WORK INSTRUCTIONS
Reproduce each of the records below verbatim, line for line, and omit the pictures from your reproduction.
──────── DATASET EXCERPTS ────────
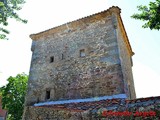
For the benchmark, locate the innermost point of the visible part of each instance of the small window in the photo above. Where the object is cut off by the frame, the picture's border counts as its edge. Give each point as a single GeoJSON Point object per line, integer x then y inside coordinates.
{"type": "Point", "coordinates": [48, 94]}
{"type": "Point", "coordinates": [51, 59]}
{"type": "Point", "coordinates": [82, 53]}
{"type": "Point", "coordinates": [62, 57]}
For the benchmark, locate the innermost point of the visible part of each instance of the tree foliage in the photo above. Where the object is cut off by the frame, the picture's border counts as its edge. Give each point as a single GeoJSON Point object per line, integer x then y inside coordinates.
{"type": "Point", "coordinates": [149, 14]}
{"type": "Point", "coordinates": [13, 96]}
{"type": "Point", "coordinates": [9, 9]}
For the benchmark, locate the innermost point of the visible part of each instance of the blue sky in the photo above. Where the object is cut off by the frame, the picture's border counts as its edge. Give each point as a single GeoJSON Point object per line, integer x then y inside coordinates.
{"type": "Point", "coordinates": [15, 54]}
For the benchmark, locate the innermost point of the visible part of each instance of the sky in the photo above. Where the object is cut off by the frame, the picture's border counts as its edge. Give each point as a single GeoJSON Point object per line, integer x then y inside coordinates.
{"type": "Point", "coordinates": [15, 53]}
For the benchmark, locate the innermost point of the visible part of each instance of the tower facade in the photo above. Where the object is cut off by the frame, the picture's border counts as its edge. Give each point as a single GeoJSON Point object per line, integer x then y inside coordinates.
{"type": "Point", "coordinates": [89, 57]}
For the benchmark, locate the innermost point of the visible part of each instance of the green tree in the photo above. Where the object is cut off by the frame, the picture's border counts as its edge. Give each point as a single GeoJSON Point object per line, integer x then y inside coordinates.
{"type": "Point", "coordinates": [9, 9]}
{"type": "Point", "coordinates": [13, 96]}
{"type": "Point", "coordinates": [149, 14]}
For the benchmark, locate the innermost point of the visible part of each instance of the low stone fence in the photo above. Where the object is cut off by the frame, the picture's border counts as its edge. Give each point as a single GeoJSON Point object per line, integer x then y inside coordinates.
{"type": "Point", "coordinates": [114, 109]}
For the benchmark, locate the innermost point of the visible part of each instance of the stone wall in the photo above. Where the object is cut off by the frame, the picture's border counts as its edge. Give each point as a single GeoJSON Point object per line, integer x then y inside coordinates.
{"type": "Point", "coordinates": [121, 109]}
{"type": "Point", "coordinates": [80, 59]}
{"type": "Point", "coordinates": [72, 77]}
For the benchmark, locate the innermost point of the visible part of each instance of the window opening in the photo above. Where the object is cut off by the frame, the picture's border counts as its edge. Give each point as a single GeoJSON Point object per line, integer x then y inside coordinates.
{"type": "Point", "coordinates": [82, 53]}
{"type": "Point", "coordinates": [51, 59]}
{"type": "Point", "coordinates": [48, 94]}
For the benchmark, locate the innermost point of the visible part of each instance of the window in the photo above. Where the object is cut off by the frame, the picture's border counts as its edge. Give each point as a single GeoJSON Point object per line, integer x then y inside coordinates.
────────
SOLUTION TO THE EXERCISE
For the benchmark, locate the innermost point of the visible part of each instance of the small window in the photo above. Where the object is cut off by the frame, the picture's border counts as its edge. Give each point as a single GeoJSON Point object per line, integer x then y inside coordinates.
{"type": "Point", "coordinates": [48, 94]}
{"type": "Point", "coordinates": [51, 59]}
{"type": "Point", "coordinates": [82, 53]}
{"type": "Point", "coordinates": [62, 57]}
For the benchmark, locate the innermost point of the visible part of each instance of the tree foliage in the photo above. Where the object is cut off by the frame, the picture's border counts as its edge. Give each point as a single GeoJSON Point object per line, integer x then y inside coordinates.
{"type": "Point", "coordinates": [149, 14]}
{"type": "Point", "coordinates": [13, 96]}
{"type": "Point", "coordinates": [9, 9]}
For the benchmark, locate the innermost point of the visible part of each instance of the blue sky in the photo above. Where the object is cut off by the frame, the picture's border counts as its edge. Give each point as a single GeoJSON Point object per line, integer x then y inside coordinates.
{"type": "Point", "coordinates": [15, 54]}
For the benchmark, locate the innermost point of the visible part of each instance of the sky in the photo above. Where the object is cut off by the frame, the picture's border counts as its edge. Give each point as a single GeoJSON Point object per line, integer x then y inside coordinates.
{"type": "Point", "coordinates": [15, 53]}
For the benchmark, locate the innermost point of the visible part of each instance of the tower facade in the photo above. Where the object is cut off by the frame, the picture's border counts as its edge. Give each point as a single GeoJSON Point object per line, integer x then y inside coordinates.
{"type": "Point", "coordinates": [89, 57]}
For the benchmark, locate the innermost point of the visible part of each instance of the green tree in the photo above. Where the object is cut off by the frame, the picture's border counts as its edge. Give each point as a single GeoJSON Point object per line, integer x then y inside coordinates.
{"type": "Point", "coordinates": [9, 9]}
{"type": "Point", "coordinates": [13, 96]}
{"type": "Point", "coordinates": [149, 14]}
For the benchmark, locate the innermost point of the visible part of each instance of the low stone fence in the photo above. Where the object is cut off by the frame, the picture's border counts as its edge. Give each point as a single GeoJSON Point object per line, integer x then y inside coordinates.
{"type": "Point", "coordinates": [114, 109]}
For the benchmark, locate the innermost point of the visible part of each instance of the stone wall in the photo above. Where the object is cut off by the frame, the picture's border counts as its edge. Give each point as a single GeoJSON Point object per line, integer x then y inside coordinates.
{"type": "Point", "coordinates": [121, 109]}
{"type": "Point", "coordinates": [80, 59]}
{"type": "Point", "coordinates": [72, 77]}
For the benchmark, locate the innermost point of the visible part of each instance of the window opening in the photo above. Where the object is cut off by the frame, the picture's border counts as its edge. Give each point as a single GeoJSON Point object per line, integer x then y inside coordinates.
{"type": "Point", "coordinates": [82, 53]}
{"type": "Point", "coordinates": [51, 59]}
{"type": "Point", "coordinates": [48, 94]}
For the benchmark, locate the innermost point of the visible part of each instance of the window in the photo above. Where the object is cut off by the frame, the picture's border counts as its edge. Give each point as a single GeoJSON Point object per line, integer x then y inside coordinates.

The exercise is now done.